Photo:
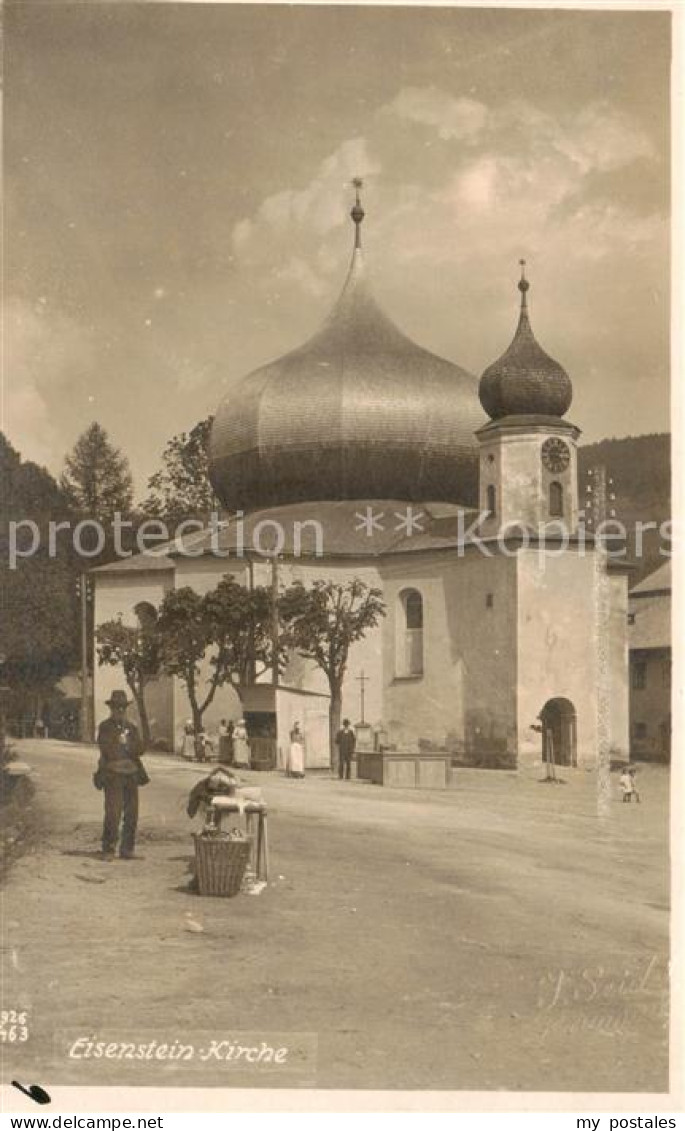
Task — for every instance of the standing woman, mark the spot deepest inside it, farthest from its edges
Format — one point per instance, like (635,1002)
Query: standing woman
(188,749)
(296,753)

**WHAT THE TASK ASKS:**
Repeat only the stretch of lines starting at the one containing "Task — for every" and running to the final line of the entries above.

**ANSWER BELOW:**
Task — for every instance of the standing woman, mark the spot deepest inside it, farthest from its edges
Format — one point per instance, like (635,1002)
Query: standing woman
(188,749)
(296,753)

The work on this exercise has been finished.